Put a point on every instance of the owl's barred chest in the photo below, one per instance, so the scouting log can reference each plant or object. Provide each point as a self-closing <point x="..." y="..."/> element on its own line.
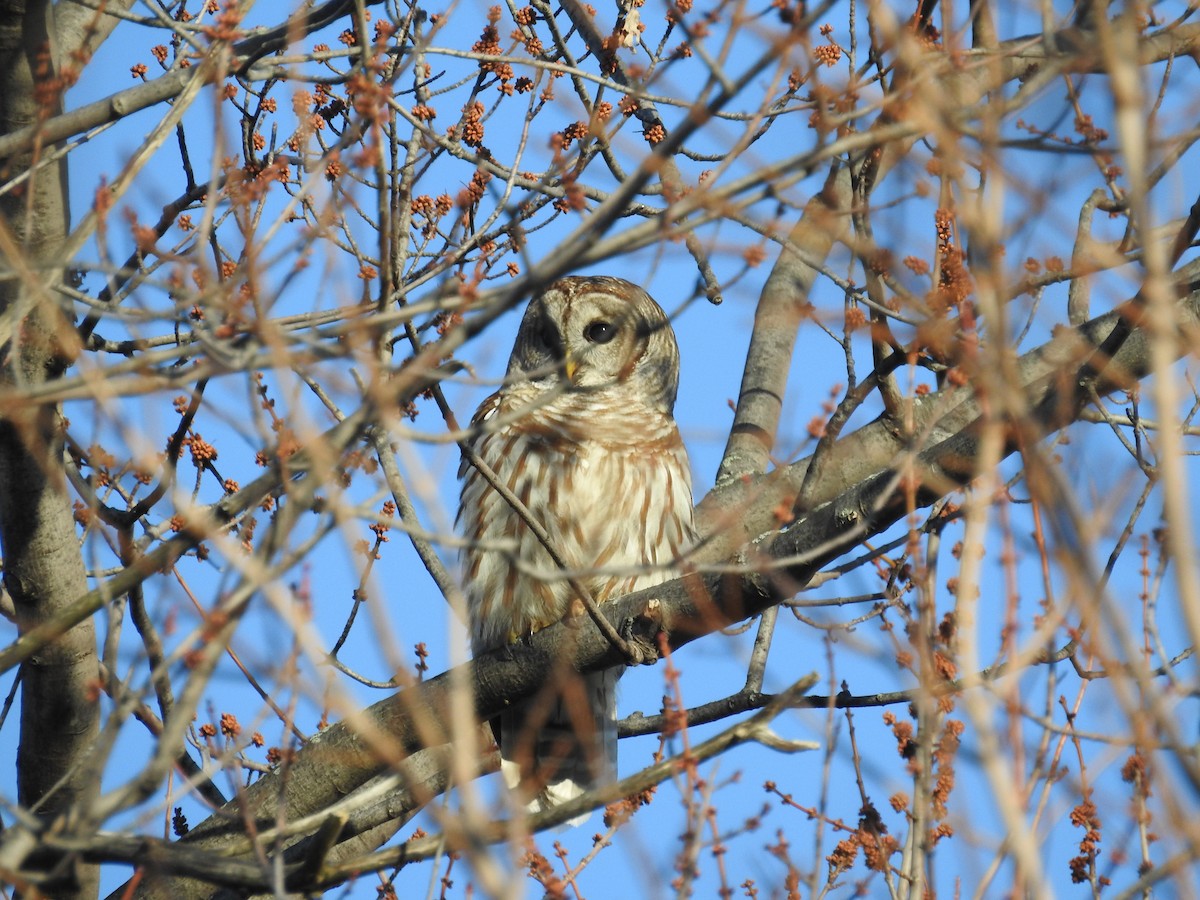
<point x="618" y="514"/>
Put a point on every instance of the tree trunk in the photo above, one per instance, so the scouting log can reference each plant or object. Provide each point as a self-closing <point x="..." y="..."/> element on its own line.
<point x="43" y="568"/>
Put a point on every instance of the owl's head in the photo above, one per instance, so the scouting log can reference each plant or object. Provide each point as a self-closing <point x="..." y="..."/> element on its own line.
<point x="599" y="334"/>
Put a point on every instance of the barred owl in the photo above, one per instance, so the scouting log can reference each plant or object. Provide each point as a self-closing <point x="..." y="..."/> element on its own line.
<point x="582" y="433"/>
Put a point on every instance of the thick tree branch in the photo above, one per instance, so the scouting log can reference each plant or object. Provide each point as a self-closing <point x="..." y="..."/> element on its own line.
<point x="699" y="604"/>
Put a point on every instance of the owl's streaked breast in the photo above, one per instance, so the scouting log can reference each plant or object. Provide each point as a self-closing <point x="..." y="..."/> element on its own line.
<point x="615" y="495"/>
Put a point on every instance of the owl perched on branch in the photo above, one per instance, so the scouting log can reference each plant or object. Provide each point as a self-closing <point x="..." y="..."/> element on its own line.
<point x="582" y="435"/>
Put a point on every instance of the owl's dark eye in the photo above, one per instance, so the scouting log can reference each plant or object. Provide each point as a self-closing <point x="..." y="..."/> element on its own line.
<point x="600" y="331"/>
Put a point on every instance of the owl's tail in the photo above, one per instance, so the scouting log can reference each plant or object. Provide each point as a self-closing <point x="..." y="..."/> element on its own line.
<point x="563" y="743"/>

──────

### DESCRIPTION OF THE TASK
Copy everything from the line containing "Put a point on every instance of the owl's dark" down to the last of the lines, putting "bird's" wherever "owl's" appears and changing nothing else.

### SOLUTION TO THIS EXERCISE
Put a point on every instance of the bird's dark eye in the photo above, one per instance, so the scouting log can reference each plant or object. Provide each point as a self-closing <point x="..." y="..."/> element on its own line.
<point x="600" y="331"/>
Put a point on every instance of the bird's tail in the photo above, one per instance, so the scouting log can reference each plant or object. Provide each point as a self-closing <point x="..." y="..."/> element on its own line.
<point x="563" y="743"/>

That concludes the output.